**Given problem A:** According to the description of Stigler's price-theory book, what earlier book was The Theory of Price a revision and expansion of?

•••

The Theory of Price
- Title page for The Theory of Price (1946)
- Author: George Stigler
- Language: English
- Genre: Non-fiction
- Publication date: 1946

= The Theory of Price =

Book by George Stigler

The Theory of Price is a book written by George Stigler. The book was first published in 1946, as a revision and expansion of The Theory of Competitive Price (1942), and has since been revised and reprinted several times (1942, 1946, 1952, 1966, and 1987). The book covers a range of topics related to microeconomics. Stigler's book was an advanced economics textbook originally intended for graduate students. Over time, it evolved and became The Theory of Price, expanding its scope and becoming a standard text at the undergraduate level. Stigler's work transitioned from the influence of Alfred Marshall and the inter-war School of economics to the post-WWII Chicago School, showing a shift towards greater analytical rigor and the use of mathematics. Throughout its editions, Stigler emphasized precision and positive theory.

According to Ronald Coase, while it's a challenging yet valuable resource for aspiring economists, the textbook isn't where Stigler’s most innovative economic contributions are found, which explains why it wasn't a focus when he received the Nobel Prize. Although engaging and witty, the book covers conventional topics expected in price theory, not groundbreaking work.

•••

**Given problem B:** Render everything in the rows below, from their first line down through the line containing "x=58, y=249", as a numbered list, leaving out any blank lines and including nothing past that line.

**Task data:**
•••

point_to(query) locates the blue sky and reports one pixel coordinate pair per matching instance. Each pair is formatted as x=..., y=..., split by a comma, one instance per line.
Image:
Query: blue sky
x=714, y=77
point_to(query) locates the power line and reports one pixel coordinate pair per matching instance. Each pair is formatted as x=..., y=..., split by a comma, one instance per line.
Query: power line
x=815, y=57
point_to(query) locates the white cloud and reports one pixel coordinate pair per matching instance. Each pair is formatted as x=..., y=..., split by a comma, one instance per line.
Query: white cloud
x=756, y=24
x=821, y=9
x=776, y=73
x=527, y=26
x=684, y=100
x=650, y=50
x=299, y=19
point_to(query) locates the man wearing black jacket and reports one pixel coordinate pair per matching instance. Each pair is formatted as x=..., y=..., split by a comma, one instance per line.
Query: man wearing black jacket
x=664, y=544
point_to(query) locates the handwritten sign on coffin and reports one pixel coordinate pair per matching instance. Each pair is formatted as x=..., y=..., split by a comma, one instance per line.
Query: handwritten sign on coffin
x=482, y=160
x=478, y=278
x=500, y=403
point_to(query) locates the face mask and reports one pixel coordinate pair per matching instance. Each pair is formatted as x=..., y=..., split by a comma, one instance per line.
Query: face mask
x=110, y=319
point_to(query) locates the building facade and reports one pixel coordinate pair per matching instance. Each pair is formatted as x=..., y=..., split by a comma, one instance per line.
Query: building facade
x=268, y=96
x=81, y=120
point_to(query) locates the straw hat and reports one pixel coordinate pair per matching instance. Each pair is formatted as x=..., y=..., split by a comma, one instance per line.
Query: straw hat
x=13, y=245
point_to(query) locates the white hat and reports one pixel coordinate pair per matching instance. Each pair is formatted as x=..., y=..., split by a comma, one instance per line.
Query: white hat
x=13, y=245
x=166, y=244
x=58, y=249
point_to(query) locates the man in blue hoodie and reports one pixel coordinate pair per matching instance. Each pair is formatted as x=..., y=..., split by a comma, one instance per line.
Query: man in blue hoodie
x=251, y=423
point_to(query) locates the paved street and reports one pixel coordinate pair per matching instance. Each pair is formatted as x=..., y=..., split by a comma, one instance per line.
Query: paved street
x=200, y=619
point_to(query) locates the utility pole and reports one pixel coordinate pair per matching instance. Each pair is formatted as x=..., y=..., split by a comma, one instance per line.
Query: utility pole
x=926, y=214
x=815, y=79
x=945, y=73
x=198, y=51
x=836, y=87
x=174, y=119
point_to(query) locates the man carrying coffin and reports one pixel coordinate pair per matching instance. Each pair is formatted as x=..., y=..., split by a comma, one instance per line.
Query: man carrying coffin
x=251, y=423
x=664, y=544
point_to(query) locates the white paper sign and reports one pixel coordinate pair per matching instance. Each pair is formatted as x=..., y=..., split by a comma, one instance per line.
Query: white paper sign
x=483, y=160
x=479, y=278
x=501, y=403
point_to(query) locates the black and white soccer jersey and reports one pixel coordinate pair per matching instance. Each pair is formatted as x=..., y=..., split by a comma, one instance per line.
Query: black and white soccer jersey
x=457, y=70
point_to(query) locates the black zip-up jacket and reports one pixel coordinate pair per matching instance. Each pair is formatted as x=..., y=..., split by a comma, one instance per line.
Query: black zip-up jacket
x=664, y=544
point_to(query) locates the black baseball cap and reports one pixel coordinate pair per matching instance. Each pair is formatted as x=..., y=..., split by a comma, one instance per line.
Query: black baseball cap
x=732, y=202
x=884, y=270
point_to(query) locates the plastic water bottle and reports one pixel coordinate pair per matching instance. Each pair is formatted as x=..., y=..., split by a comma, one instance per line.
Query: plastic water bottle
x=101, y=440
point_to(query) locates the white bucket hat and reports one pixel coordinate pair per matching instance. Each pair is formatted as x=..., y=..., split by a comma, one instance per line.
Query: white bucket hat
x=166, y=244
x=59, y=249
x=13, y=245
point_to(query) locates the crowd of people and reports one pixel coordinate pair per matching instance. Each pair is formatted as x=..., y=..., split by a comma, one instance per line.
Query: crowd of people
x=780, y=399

•••

**Task response A:** The Theory of Price was a revision and expansion of The Theory of Competitive Price (1942).

**Task response B:**
1. point_to(query) locates the blue sky and reports one pixel coordinate pair per matching instance. Each pair is formatted as x=..., y=..., split by a comma, one instance per line.
2. Image:
3. Query: blue sky
4. x=714, y=77
5. point_to(query) locates the power line and reports one pixel coordinate pair per matching instance. Each pair is formatted as x=..., y=..., split by a comma, one instance per line.
6. Query: power line
7. x=815, y=57
8. point_to(query) locates the white cloud and reports one pixel coordinate pair per matching instance. Each pair is formatted as x=..., y=..., split by a comma, one instance per line.
9. Query: white cloud
10. x=756, y=24
11. x=821, y=9
12. x=776, y=73
13. x=527, y=26
14. x=684, y=100
15. x=650, y=50
16. x=299, y=19
17. point_to(query) locates the man wearing black jacket and reports one pixel coordinate pair per matching instance. Each pair is formatted as x=..., y=..., split by a comma, one instance per line.
18. Query: man wearing black jacket
19. x=664, y=544
20. point_to(query) locates the handwritten sign on coffin and reports one pixel coordinate pair per matching instance. Each pair is formatted as x=..., y=..., split by a comma, one instance per line.
21. Query: handwritten sign on coffin
22. x=482, y=160
23. x=478, y=278
24. x=500, y=403
25. point_to(query) locates the face mask and reports one pixel coordinate pair per matching instance. Each pair is formatted as x=..., y=..., split by a comma, one instance per line.
26. Query: face mask
27. x=110, y=319
28. point_to(query) locates the building facade and reports one pixel coordinate pair per matching instance. Each pair is formatted as x=..., y=..., split by a comma, one instance per line.
29. Query: building facade
30. x=268, y=96
31. x=81, y=120
32. point_to(query) locates the straw hat and reports one pixel coordinate pair per matching instance. Each pair is formatted as x=..., y=..., split by a comma, one instance per line.
33. Query: straw hat
34. x=13, y=245
35. point_to(query) locates the white hat and reports one pixel coordinate pair per matching instance. Each pair is formatted as x=..., y=..., split by a comma, one instance per line.
36. Query: white hat
37. x=13, y=245
38. x=166, y=244
39. x=58, y=249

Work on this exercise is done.